## What is needed
The exercise asks for every line of the data to be reproduced exactly.
## begin Materials provided
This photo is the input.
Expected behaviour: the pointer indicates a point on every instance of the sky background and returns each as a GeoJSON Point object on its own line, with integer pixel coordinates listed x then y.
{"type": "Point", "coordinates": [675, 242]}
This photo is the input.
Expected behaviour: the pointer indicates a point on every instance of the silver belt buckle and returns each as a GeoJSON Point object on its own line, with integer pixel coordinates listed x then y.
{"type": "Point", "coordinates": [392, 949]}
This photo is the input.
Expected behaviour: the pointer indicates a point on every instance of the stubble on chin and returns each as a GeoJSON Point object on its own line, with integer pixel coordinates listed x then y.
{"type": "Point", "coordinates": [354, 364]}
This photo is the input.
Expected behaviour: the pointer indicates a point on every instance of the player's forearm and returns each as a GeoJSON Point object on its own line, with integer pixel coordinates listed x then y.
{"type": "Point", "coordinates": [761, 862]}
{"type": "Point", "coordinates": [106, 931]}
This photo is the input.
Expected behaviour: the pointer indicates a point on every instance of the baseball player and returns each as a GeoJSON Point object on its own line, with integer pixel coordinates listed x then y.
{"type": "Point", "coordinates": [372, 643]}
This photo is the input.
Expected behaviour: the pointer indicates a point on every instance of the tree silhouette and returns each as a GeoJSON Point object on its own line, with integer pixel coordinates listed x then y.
## end Materials provided
## The completed task
This photo is the input.
Expected behaviour: the pointer indicates a point on every instance of the sky background and returns each as a GeoJSON Point object on its own line, with integer pixel coordinates listed x then y.
{"type": "Point", "coordinates": [675, 242]}
This photo is the input.
Expected behaviour: the pointer indicates a point on every instance of the silver belt buckle and returns each as a GeoJSON Point object on its own line, with integer pixel coordinates listed x then y.
{"type": "Point", "coordinates": [392, 949]}
This photo is the input.
Expected behaviour: the pointer indicates a point on every instance of the stubble on chin and returns each as a GeoJSON Point object on its own line, with integer pixel coordinates listed x then y.
{"type": "Point", "coordinates": [354, 364]}
This photo is the input.
Expected behaviour: the pointer indicates a point on every instance of the player's forearm and returns each as a GeoJSON Point object on its own line, with integer pixel coordinates listed x then y.
{"type": "Point", "coordinates": [761, 862]}
{"type": "Point", "coordinates": [106, 931]}
This photo is the input.
Expected behaviour: the pointer indicates a point on every instance of the baseball player and returns each as a GeoJSON Point object on its own line, with integer pixel coordinates listed x then y.
{"type": "Point", "coordinates": [372, 643]}
This photo is the input.
Expected behaviour: the pointer indicates a point on every instance of the tree silhouette and returns each as a GeoJSON Point object on its own line, with integer pixel coordinates listed x then y.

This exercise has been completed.